DORA and AI: How Financial Services Companies Should Test AI System Resilience
DORA requires ICT resilience testing for financial entities using AI. Learn how Articles 24-27 apply to AI systems and what testing evidence regulators expect.
If you run AI models inside a European financial institution — or sell AI software to one — the Digital Operational Resilience Act is about to make your life more specific.
DORA has been enforceable since January 17, 2025. Unlike some EU regulations that phase in gradually, the ICT resilience testing requirements in Articles 24 through 27 are already active. Financial entities are already expected to demonstrate operational resilience across their entire ICT estate. And increasingly, that estate includes AI systems making credit decisions, detecting fraud, pricing risk, and automating customer interactions.

GIVEN RECORDS:
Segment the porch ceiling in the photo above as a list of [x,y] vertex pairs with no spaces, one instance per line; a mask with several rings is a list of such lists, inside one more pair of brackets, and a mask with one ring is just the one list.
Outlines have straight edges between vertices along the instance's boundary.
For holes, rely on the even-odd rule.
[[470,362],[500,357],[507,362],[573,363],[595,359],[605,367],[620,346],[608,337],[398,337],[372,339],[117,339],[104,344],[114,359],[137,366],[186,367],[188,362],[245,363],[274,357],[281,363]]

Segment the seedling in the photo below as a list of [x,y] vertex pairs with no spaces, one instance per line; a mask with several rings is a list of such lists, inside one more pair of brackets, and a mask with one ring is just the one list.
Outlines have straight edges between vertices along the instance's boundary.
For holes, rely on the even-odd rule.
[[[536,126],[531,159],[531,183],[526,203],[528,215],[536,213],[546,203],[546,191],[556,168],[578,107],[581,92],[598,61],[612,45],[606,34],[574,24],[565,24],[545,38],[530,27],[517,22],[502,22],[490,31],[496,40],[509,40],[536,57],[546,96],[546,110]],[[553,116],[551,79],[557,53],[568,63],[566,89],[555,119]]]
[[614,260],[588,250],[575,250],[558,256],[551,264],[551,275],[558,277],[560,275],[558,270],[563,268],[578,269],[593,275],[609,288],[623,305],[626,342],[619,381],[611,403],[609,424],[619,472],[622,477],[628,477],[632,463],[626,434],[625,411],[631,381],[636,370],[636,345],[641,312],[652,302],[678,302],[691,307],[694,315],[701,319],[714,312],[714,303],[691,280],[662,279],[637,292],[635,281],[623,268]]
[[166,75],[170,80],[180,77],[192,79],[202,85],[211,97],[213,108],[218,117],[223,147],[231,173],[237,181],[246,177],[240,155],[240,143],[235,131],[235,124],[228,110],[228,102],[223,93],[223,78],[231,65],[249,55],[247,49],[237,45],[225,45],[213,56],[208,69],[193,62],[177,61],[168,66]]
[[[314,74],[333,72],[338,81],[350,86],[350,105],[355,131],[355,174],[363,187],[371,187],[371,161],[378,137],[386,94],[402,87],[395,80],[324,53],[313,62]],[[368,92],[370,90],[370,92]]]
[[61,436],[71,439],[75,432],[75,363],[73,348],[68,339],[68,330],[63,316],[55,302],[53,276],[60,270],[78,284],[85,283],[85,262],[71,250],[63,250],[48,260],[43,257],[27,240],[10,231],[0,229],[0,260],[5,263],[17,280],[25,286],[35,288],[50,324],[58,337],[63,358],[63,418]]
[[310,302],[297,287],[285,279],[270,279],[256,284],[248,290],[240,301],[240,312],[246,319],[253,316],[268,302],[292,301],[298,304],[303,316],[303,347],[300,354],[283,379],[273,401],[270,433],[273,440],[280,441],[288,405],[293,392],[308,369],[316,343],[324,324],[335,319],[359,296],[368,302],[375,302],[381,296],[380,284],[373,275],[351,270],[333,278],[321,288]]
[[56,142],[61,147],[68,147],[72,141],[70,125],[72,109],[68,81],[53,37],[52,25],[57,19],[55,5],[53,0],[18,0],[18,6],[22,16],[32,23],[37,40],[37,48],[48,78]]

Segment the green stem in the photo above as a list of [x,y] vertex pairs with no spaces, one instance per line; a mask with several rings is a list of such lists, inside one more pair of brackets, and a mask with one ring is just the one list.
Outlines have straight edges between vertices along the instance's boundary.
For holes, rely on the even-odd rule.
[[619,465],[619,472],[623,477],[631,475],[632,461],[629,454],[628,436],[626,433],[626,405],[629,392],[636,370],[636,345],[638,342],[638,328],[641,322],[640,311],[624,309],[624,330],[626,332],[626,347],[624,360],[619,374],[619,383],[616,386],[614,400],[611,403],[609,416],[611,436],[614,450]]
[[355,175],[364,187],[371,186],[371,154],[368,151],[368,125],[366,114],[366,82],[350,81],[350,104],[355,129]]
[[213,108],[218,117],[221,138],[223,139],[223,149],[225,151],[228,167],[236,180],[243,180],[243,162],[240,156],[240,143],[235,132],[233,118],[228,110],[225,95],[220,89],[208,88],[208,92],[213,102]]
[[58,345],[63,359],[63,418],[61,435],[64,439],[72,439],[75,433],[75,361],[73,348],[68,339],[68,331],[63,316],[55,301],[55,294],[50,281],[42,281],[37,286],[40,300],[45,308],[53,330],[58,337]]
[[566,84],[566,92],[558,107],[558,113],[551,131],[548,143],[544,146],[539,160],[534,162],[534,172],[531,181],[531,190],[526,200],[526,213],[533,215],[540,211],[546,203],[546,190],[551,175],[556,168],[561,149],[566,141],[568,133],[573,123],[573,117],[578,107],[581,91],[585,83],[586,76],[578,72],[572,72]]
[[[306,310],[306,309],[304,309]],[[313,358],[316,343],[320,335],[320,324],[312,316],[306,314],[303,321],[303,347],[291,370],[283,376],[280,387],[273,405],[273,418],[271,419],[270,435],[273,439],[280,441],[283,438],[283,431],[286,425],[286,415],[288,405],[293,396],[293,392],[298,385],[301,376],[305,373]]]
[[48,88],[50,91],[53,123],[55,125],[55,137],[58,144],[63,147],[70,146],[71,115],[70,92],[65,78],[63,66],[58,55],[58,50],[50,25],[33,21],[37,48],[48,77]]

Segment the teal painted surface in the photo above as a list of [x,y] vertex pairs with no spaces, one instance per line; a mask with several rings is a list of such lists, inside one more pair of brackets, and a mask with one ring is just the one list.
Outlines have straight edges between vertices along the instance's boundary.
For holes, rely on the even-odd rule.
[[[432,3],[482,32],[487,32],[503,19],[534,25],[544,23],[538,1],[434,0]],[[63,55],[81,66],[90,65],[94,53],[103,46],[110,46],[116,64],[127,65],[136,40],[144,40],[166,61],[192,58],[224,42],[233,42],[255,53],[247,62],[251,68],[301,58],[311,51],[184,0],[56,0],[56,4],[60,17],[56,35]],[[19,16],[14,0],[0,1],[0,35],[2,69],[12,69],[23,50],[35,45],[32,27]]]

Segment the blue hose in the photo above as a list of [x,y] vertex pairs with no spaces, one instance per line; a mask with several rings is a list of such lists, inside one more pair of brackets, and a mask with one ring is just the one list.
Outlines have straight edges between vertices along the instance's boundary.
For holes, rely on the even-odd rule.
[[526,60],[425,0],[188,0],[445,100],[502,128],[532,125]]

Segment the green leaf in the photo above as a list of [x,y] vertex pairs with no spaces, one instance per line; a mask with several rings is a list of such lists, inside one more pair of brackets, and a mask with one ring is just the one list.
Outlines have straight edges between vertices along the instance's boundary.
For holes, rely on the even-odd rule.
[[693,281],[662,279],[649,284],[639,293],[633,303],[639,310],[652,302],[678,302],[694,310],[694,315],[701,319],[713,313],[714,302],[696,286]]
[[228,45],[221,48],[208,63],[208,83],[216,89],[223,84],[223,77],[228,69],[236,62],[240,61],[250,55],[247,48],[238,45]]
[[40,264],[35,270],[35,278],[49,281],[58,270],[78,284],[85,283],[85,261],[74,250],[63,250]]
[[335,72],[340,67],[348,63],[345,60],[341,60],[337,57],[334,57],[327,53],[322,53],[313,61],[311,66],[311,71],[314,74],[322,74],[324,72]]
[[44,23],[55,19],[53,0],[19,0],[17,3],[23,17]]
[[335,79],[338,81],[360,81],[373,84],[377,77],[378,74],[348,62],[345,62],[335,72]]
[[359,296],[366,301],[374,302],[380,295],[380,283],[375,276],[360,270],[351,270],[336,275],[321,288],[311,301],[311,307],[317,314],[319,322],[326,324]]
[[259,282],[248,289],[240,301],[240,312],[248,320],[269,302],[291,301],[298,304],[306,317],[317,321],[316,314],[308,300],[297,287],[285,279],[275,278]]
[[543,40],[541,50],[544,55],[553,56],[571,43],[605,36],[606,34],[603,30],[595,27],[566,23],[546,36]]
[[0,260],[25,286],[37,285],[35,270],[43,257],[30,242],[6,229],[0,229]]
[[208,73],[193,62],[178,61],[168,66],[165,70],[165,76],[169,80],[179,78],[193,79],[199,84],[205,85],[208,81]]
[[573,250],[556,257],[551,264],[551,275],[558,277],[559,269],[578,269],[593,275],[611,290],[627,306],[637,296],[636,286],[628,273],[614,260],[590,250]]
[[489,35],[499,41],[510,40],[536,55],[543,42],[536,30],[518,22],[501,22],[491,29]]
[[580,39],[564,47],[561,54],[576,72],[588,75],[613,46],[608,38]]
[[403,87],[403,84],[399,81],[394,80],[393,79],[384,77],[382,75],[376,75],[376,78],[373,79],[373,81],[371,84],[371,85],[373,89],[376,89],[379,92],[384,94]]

WORK REQUEST 1: Rewrite the paragraph of the DORA article that begins "DORA has been enforceable since" more briefly, keeping its main facts.
WORK REQUEST 2: From the DORA article, list every activity it says AI systems in financial entities' ICT estates are carrying out.
WORK REQUEST 3: Reproduce the passage of the DORA article starting with "If you run AI" and going on through "automating customer interactions.".

EXERCISE SOLUTION 1: DORA has been enforceable since January 17, 2025. Its ICT resilience testing requirements in Articles 24–27 are already active rather than phased in. Financial entities must show operational resilience across their whole ICT estate. That estate increasingly includes AI systems used for credit decisions, fraud detection, risk pricing, and automated customer interactions.

EXERCISE SOLUTION 2:
- making credit decisions
- detecting fraud
- pricing risk
- automating customer interactions

EXERCISE SOLUTION 3:
If you run AI models inside a European financial institution — or sell AI software to one — the Digital Operational Resilience Act is about to make your life more specific.
DORA has been enforceable since January 17, 2025. Unlike some EU regulations that phase in gradually, the ICT resilience testing requirements in Articles 24 through 27 are already active. Financial entities are already expected to demonstrate operational resilience across their entire ICT estate. And increasingly, that estate includes AI systems making credit decisions, detecting fraud, pricing risk, and automating customer interactions.